EXERCISE OBJECTIVE. Copy the records out again in full, keeping them identical.

SOURCE DATA.
*** Begin section ***

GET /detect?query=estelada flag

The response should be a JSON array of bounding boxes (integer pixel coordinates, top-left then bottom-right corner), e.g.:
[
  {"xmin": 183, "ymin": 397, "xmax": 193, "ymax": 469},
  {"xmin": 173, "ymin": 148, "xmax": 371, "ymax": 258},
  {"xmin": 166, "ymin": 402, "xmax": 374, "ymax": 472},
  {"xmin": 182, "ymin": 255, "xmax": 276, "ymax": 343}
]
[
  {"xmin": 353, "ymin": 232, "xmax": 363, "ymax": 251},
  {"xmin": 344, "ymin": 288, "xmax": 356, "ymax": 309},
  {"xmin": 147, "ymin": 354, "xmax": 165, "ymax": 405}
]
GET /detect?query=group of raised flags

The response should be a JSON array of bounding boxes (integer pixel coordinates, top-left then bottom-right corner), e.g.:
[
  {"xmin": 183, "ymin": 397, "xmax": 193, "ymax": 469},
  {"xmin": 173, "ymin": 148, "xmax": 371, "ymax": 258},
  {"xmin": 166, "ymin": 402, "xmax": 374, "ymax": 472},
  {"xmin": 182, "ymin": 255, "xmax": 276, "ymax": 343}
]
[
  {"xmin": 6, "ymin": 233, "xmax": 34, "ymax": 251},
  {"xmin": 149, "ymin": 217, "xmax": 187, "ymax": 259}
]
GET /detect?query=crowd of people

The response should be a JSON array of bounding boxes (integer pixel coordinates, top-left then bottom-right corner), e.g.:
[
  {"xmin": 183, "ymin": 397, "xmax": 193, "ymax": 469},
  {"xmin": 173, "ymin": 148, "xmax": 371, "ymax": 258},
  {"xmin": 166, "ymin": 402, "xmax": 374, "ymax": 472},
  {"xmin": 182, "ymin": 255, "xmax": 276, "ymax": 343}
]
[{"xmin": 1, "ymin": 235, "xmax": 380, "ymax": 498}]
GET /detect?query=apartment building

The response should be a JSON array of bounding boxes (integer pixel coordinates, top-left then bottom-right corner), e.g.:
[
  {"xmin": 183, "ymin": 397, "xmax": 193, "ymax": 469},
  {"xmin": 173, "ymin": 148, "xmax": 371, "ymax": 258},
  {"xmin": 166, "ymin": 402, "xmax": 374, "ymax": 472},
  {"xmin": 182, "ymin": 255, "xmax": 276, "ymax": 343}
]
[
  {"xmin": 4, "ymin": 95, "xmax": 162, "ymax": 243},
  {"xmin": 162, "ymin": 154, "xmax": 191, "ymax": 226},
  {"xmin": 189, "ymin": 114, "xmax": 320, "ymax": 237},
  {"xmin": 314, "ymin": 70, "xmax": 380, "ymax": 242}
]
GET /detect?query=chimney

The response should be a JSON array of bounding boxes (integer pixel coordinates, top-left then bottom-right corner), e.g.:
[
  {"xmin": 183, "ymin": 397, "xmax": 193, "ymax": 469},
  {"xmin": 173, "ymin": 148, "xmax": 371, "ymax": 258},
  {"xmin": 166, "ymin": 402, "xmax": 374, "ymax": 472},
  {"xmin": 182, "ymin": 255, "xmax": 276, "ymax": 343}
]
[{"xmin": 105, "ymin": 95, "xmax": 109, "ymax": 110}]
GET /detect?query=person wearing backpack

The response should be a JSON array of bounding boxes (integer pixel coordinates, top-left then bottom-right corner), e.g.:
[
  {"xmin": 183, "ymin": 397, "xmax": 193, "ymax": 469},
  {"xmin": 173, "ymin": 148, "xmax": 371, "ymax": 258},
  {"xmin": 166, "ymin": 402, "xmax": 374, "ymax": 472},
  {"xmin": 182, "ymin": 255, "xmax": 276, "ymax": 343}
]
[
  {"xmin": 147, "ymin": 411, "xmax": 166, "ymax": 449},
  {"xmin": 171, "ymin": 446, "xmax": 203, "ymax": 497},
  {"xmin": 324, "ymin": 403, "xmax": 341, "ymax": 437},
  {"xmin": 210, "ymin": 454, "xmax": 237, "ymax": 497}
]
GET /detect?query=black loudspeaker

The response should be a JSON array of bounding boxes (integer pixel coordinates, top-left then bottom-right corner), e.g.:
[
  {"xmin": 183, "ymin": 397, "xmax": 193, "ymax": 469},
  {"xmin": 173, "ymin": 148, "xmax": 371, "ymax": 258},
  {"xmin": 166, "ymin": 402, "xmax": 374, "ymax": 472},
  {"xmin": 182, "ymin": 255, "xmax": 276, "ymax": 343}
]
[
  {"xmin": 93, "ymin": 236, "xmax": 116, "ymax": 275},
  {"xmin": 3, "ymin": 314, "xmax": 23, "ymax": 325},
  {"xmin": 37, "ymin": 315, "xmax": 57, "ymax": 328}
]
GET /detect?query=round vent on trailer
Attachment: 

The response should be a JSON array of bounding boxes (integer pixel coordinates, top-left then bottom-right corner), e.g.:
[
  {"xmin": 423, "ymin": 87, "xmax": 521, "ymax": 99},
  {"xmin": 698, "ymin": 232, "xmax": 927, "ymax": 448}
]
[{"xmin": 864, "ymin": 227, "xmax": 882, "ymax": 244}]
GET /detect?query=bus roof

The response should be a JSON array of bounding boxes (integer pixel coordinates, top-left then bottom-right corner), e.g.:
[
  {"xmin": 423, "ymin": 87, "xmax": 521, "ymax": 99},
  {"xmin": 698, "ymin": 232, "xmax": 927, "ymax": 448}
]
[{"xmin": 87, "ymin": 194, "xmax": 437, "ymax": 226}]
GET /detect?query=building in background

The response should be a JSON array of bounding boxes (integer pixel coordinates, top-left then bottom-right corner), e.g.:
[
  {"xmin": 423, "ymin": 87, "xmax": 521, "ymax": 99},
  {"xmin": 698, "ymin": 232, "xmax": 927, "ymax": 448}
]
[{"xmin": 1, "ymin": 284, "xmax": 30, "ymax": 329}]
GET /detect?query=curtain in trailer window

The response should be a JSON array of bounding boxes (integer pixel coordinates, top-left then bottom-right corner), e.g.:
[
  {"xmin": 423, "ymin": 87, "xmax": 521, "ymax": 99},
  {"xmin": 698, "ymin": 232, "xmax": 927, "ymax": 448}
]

*** End section ***

ANSWER AREA.
GET /detect?query=estelada flag

The response should be a JSON array of bounding boxes (integer pixel coordinates, top-left then bottom-right corner), e.g.:
[
  {"xmin": 183, "ymin": 397, "xmax": 193, "ymax": 469},
  {"xmin": 173, "ymin": 148, "xmax": 371, "ymax": 258},
  {"xmin": 166, "ymin": 402, "xmax": 374, "ymax": 472},
  {"xmin": 182, "ymin": 255, "xmax": 276, "ymax": 343}
]
[
  {"xmin": 353, "ymin": 232, "xmax": 363, "ymax": 251},
  {"xmin": 344, "ymin": 288, "xmax": 356, "ymax": 309},
  {"xmin": 147, "ymin": 354, "xmax": 165, "ymax": 405}
]
GET /detect?query=group of raised flags

The response should be a JSON array of bounding boxes (integer pixel coordinates, top-left then bottom-right corner), e.g.:
[
  {"xmin": 183, "ymin": 397, "xmax": 193, "ymax": 469},
  {"xmin": 173, "ymin": 148, "xmax": 371, "ymax": 258},
  {"xmin": 166, "ymin": 402, "xmax": 374, "ymax": 472},
  {"xmin": 182, "ymin": 255, "xmax": 276, "ymax": 343}
]
[
  {"xmin": 6, "ymin": 233, "xmax": 34, "ymax": 251},
  {"xmin": 149, "ymin": 217, "xmax": 187, "ymax": 259}
]
GET /detect?query=crowd of people

The response should be a JSON array of bounding boxes (integer pixel coordinates, top-left then bottom-right corner), e.g.:
[
  {"xmin": 183, "ymin": 397, "xmax": 193, "ymax": 469},
  {"xmin": 173, "ymin": 148, "xmax": 371, "ymax": 258},
  {"xmin": 166, "ymin": 402, "xmax": 374, "ymax": 472},
  {"xmin": 182, "ymin": 255, "xmax": 276, "ymax": 343}
]
[{"xmin": 1, "ymin": 235, "xmax": 380, "ymax": 498}]
GET /detect?query=apartment building

The response should be a JSON array of bounding boxes (integer pixel coordinates, top-left then bottom-right corner), e.g.:
[
  {"xmin": 183, "ymin": 397, "xmax": 193, "ymax": 469},
  {"xmin": 173, "ymin": 148, "xmax": 371, "ymax": 258},
  {"xmin": 166, "ymin": 402, "xmax": 374, "ymax": 472},
  {"xmin": 182, "ymin": 255, "xmax": 276, "ymax": 343}
]
[
  {"xmin": 4, "ymin": 95, "xmax": 162, "ymax": 243},
  {"xmin": 162, "ymin": 154, "xmax": 191, "ymax": 226},
  {"xmin": 189, "ymin": 114, "xmax": 320, "ymax": 237},
  {"xmin": 314, "ymin": 70, "xmax": 380, "ymax": 242}
]
GET /detect?query=chimney

The response should be a JSON array of bounding boxes (integer pixel coordinates, top-left then bottom-right corner), e.g.:
[
  {"xmin": 183, "ymin": 397, "xmax": 193, "ymax": 469},
  {"xmin": 173, "ymin": 148, "xmax": 371, "ymax": 258},
  {"xmin": 166, "ymin": 402, "xmax": 374, "ymax": 472},
  {"xmin": 182, "ymin": 255, "xmax": 276, "ymax": 343}
]
[{"xmin": 105, "ymin": 95, "xmax": 109, "ymax": 110}]
GET /detect?query=person wearing backpack

The response should be a JSON array of bounding boxes (integer pixel coordinates, top-left then bottom-right corner), e.g.:
[
  {"xmin": 183, "ymin": 397, "xmax": 193, "ymax": 469},
  {"xmin": 173, "ymin": 148, "xmax": 371, "ymax": 258},
  {"xmin": 166, "ymin": 402, "xmax": 374, "ymax": 472},
  {"xmin": 182, "ymin": 255, "xmax": 276, "ymax": 343}
]
[
  {"xmin": 147, "ymin": 411, "xmax": 166, "ymax": 449},
  {"xmin": 171, "ymin": 446, "xmax": 203, "ymax": 497},
  {"xmin": 324, "ymin": 403, "xmax": 341, "ymax": 437},
  {"xmin": 210, "ymin": 454, "xmax": 237, "ymax": 497}
]
GET /detect?query=black loudspeaker

The response should be a JSON array of bounding boxes (integer pixel coordinates, top-left then bottom-right corner), e.g.:
[
  {"xmin": 183, "ymin": 397, "xmax": 193, "ymax": 469},
  {"xmin": 173, "ymin": 148, "xmax": 371, "ymax": 258},
  {"xmin": 166, "ymin": 402, "xmax": 374, "ymax": 472},
  {"xmin": 182, "ymin": 255, "xmax": 276, "ymax": 343}
]
[
  {"xmin": 93, "ymin": 236, "xmax": 116, "ymax": 275},
  {"xmin": 3, "ymin": 314, "xmax": 23, "ymax": 325},
  {"xmin": 37, "ymin": 315, "xmax": 57, "ymax": 328}
]
GET /detect?query=round vent on trailer
Attachment: 

The response should be a JSON array of bounding boxes (integer pixel coordinates, top-left then bottom-right corner), e.g.:
[
  {"xmin": 423, "ymin": 87, "xmax": 521, "ymax": 99},
  {"xmin": 698, "ymin": 232, "xmax": 927, "ymax": 448}
]
[{"xmin": 864, "ymin": 227, "xmax": 882, "ymax": 244}]
GET /detect?query=bus roof

The response should be a JSON array of bounding boxes (integer pixel coordinates, top-left then bottom-right corner), e.g.:
[
  {"xmin": 423, "ymin": 87, "xmax": 521, "ymax": 99},
  {"xmin": 698, "ymin": 232, "xmax": 927, "ymax": 448}
]
[{"xmin": 87, "ymin": 194, "xmax": 437, "ymax": 226}]
GET /detect?query=building in background

The response should be a JSON array of bounding boxes (integer pixel coordinates, top-left then bottom-right corner), e.g.:
[
  {"xmin": 423, "ymin": 87, "xmax": 521, "ymax": 99},
  {"xmin": 698, "ymin": 232, "xmax": 927, "ymax": 448}
]
[{"xmin": 1, "ymin": 284, "xmax": 30, "ymax": 329}]
GET /detect?query=curtain in trailer window

The response should be a JSON array of bounding boxes (integer pixel coordinates, top-left then bottom-right corner), e.g.:
[
  {"xmin": 423, "ymin": 87, "xmax": 521, "ymax": 99},
  {"xmin": 698, "ymin": 232, "xmax": 927, "ymax": 448}
]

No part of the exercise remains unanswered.